## Page
##########

The trial court found that Mr. Williams did not establish his prima facie case for statutory retaliatory discharge and common law retaliatory discharge. We agree.

Generally, an at-will employee may be fired for good cause, bad cause, or no cause at all. Collins v. AmSouth Bank , 241 S.W.3d 879, 884 (Tenn.Ct.App. 2007) ("Tennessee is an employment at-will state."); Willard v. Golden Gallon-TN, LLC , 154 S.W.3d 571, 575 (Tenn.Ct.App. 2004) (citations omitted). Under our common law, however, there is a narrow exception to the employment at-will doctrine: an employer is prohibited from terminating an employee when doing so violates a clearly established public policy, which is "evidenced by an unambiguous constitutional, statutory, or regulatory provision." Collins , 241 S.W.3d at 884 (citing Stein v. Davidson Hotel Co., 945 S.W.2d 714, 717 (Tenn. 1997); Chism v. Mid-South Milling Co., 762 S.W.2d 552, 556 (Tenn. 1988)). For a retaliatory discharge claim under our common law, the employee must prove: (1) the existence of an at-will employment relationship between the employee and the employer; (2) the termination of the at-will employment relationship; (3) the employee was fired for attempting to exercise a statutory or constitutional right, or for any other reason that violates a clear public policy; and (4) the whistleblowing action was a substantial factor in the employer's decision to fire the employee. Guy v. Mutual of Omaha Ins. Co. , 79 S.W.3d 528, 535 (Tenn. 2002).

##########

Point annotation listing

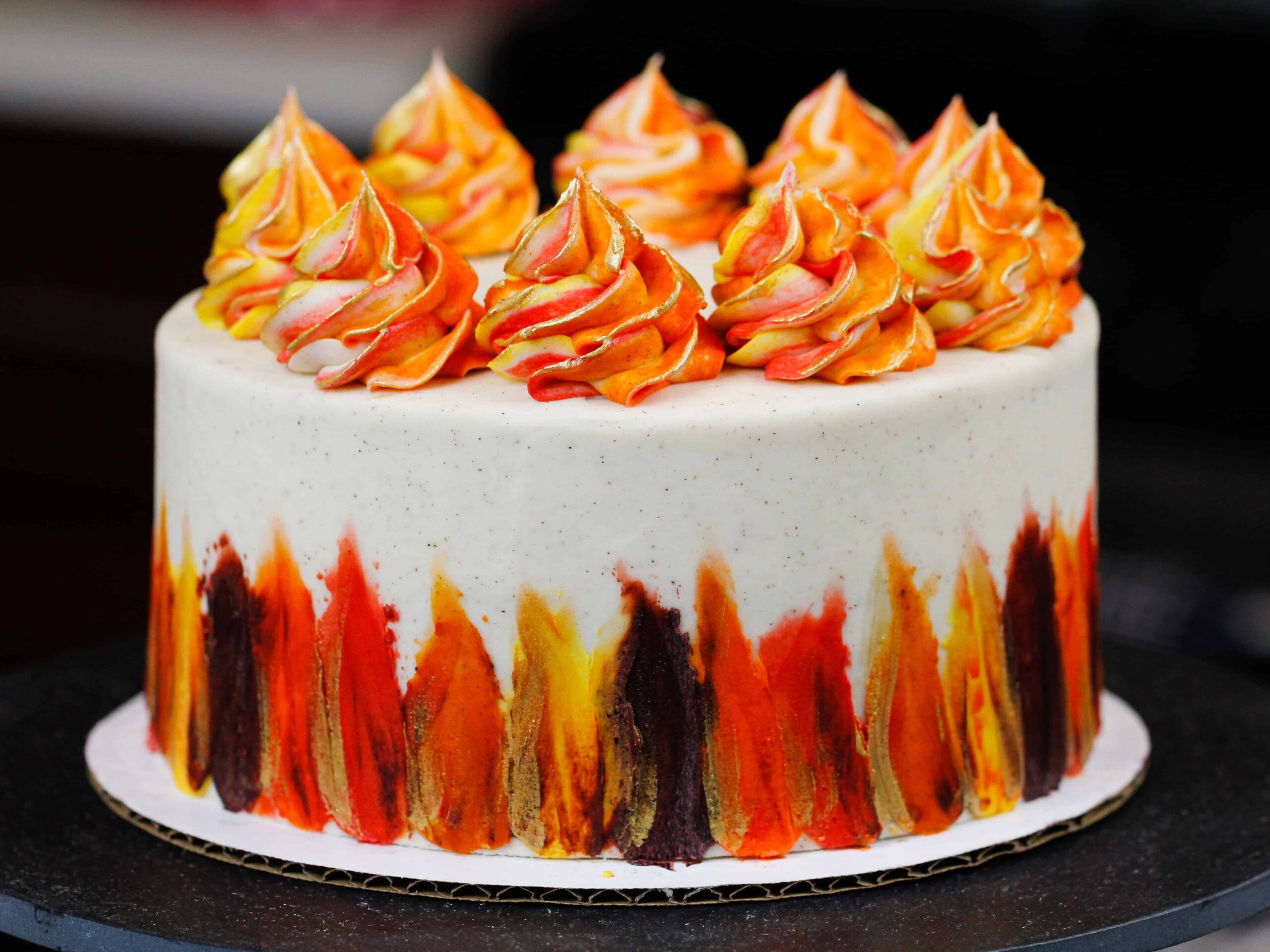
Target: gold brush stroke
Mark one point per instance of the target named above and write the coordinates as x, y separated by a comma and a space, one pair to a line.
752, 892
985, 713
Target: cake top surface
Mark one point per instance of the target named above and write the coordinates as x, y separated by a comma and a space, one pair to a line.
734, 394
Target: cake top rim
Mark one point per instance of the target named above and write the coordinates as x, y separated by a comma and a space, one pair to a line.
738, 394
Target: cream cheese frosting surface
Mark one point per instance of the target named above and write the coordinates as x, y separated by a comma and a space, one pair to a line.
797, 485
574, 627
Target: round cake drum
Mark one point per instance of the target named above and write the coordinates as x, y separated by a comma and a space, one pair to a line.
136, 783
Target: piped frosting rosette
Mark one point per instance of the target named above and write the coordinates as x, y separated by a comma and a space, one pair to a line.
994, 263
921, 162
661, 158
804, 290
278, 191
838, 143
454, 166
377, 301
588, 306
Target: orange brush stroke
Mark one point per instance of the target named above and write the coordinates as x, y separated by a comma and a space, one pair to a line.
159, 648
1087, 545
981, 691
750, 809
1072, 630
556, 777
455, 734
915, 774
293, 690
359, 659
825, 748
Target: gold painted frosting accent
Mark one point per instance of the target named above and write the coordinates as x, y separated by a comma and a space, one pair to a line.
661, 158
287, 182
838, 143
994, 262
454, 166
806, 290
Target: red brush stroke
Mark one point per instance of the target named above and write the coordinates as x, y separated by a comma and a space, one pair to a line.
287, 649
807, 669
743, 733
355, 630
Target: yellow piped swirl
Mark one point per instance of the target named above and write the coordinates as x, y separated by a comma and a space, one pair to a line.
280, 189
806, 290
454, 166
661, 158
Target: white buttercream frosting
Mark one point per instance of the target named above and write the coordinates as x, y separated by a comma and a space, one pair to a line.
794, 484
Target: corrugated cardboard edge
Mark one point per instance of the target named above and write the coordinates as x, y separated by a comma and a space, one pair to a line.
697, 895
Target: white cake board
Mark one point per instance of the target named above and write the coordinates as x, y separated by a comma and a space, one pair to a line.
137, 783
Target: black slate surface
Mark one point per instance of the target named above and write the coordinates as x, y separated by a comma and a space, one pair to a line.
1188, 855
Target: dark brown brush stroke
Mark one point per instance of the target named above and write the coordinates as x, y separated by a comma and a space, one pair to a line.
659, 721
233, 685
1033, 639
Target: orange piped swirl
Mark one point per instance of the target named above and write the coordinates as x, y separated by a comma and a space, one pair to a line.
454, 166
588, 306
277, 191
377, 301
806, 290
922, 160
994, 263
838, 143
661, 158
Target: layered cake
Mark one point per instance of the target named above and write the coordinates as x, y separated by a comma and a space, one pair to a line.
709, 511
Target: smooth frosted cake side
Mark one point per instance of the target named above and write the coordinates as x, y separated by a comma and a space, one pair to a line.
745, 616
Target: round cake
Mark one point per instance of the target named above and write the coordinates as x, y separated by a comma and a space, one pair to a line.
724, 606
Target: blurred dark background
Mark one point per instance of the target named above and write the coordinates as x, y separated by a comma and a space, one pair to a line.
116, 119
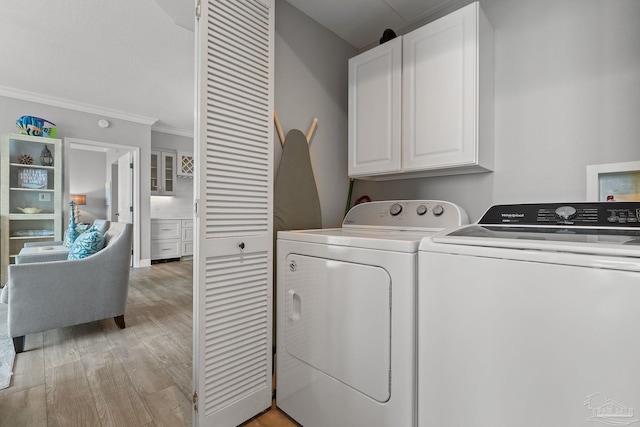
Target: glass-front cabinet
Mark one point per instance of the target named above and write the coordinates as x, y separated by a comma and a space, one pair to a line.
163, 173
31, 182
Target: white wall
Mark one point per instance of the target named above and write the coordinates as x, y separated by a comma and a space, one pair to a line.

##########

## Problem
Reproduce the passage on retaliatory discharge word for word, starting at "The trial court" and ending at "discharge. We agree.". Work from the text alone.

## Worked solution
The trial court found that Mr. Williams did not establish his prima facie case for statutory retaliatory discharge and common law retaliatory discharge. We agree.